→ Extracted information
=======
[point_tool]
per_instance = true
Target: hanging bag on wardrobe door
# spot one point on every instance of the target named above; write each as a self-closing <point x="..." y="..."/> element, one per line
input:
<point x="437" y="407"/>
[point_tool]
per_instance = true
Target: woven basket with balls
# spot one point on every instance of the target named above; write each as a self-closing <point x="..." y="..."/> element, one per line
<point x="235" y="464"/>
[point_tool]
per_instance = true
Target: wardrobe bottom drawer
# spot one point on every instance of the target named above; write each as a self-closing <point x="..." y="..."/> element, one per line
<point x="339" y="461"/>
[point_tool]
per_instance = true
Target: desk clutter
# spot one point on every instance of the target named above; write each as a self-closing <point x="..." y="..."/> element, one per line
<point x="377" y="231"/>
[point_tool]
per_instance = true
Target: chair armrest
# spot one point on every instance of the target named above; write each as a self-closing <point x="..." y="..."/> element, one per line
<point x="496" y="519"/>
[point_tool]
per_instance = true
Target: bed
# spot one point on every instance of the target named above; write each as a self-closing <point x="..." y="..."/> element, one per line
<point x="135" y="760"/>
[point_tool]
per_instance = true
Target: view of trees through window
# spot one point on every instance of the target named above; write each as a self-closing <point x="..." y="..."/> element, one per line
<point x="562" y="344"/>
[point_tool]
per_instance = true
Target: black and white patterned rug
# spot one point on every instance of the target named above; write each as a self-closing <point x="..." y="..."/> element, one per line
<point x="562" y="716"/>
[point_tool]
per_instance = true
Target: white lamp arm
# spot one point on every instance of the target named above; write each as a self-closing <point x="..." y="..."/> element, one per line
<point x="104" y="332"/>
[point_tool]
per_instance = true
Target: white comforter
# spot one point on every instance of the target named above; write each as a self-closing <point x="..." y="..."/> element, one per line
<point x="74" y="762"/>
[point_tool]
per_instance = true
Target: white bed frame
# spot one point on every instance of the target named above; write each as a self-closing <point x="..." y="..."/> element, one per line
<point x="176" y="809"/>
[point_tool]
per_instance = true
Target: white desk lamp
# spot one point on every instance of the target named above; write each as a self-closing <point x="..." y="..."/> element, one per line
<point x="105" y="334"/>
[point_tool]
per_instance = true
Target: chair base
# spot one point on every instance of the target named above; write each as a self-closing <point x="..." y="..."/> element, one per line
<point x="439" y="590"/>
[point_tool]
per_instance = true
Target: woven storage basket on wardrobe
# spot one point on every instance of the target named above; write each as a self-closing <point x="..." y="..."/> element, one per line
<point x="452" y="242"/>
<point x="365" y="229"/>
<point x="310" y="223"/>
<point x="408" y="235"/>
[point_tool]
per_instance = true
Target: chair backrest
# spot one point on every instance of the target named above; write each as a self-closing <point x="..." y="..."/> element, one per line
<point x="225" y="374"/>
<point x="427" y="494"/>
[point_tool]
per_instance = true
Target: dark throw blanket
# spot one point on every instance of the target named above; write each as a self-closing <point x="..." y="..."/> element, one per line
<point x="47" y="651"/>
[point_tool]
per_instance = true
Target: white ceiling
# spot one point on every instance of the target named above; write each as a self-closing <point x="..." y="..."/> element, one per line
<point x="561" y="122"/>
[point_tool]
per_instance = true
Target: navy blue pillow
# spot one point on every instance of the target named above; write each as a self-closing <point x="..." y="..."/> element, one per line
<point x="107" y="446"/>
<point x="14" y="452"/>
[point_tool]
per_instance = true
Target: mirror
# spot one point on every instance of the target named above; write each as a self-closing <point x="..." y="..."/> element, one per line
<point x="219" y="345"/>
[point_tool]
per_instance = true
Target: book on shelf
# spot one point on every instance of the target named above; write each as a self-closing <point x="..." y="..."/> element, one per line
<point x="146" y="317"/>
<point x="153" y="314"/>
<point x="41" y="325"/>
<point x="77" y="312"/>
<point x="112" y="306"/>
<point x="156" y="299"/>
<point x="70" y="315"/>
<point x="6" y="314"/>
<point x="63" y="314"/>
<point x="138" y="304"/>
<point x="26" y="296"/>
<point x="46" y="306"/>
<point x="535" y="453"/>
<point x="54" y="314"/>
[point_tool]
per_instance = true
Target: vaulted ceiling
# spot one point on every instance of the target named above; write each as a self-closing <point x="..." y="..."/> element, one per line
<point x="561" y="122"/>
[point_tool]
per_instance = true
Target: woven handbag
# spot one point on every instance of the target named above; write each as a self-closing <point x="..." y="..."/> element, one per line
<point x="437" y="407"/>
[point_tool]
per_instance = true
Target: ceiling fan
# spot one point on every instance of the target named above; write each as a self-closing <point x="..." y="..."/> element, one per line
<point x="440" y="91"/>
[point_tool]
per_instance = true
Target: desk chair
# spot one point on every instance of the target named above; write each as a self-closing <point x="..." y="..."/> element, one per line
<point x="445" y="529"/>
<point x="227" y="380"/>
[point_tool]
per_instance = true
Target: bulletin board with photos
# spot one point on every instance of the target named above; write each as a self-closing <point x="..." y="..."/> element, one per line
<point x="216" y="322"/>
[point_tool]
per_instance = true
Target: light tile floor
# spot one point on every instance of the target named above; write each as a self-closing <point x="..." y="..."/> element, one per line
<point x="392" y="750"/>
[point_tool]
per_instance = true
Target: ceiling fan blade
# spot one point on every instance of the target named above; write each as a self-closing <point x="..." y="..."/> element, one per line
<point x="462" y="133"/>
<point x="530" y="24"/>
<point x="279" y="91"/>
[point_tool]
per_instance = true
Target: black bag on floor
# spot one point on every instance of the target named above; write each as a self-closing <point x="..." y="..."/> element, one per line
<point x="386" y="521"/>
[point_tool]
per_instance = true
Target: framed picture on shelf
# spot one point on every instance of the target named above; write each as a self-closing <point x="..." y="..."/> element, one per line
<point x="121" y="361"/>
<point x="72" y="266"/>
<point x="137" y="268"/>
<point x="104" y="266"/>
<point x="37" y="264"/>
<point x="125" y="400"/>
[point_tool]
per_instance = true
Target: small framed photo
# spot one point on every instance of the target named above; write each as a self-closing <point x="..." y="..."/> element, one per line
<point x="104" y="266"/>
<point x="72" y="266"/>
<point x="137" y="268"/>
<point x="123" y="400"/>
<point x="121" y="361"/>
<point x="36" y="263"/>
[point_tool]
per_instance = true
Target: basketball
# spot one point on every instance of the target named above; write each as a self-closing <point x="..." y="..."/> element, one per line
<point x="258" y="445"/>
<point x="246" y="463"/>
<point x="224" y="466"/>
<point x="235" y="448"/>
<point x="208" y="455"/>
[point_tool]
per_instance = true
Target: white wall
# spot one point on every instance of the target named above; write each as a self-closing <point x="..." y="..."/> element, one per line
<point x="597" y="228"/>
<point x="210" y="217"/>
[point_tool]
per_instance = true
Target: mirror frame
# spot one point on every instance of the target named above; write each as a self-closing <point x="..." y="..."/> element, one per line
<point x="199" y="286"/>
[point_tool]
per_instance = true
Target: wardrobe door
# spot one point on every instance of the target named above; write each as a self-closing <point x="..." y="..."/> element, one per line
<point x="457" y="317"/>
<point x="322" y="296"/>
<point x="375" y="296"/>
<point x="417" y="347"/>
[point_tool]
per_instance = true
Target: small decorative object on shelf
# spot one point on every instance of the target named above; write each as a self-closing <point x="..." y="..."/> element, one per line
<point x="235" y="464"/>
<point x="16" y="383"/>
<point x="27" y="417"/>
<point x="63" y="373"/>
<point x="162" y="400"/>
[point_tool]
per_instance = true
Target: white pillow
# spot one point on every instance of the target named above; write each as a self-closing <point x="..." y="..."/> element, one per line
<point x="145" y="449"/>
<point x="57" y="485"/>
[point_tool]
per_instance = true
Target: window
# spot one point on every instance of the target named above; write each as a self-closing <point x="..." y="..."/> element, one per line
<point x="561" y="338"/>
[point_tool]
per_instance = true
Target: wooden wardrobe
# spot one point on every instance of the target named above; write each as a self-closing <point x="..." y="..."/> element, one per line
=======
→ Stated task
State how many lines in the entries above contain the string "woven", with case counting. Give only the number.

→ Result
3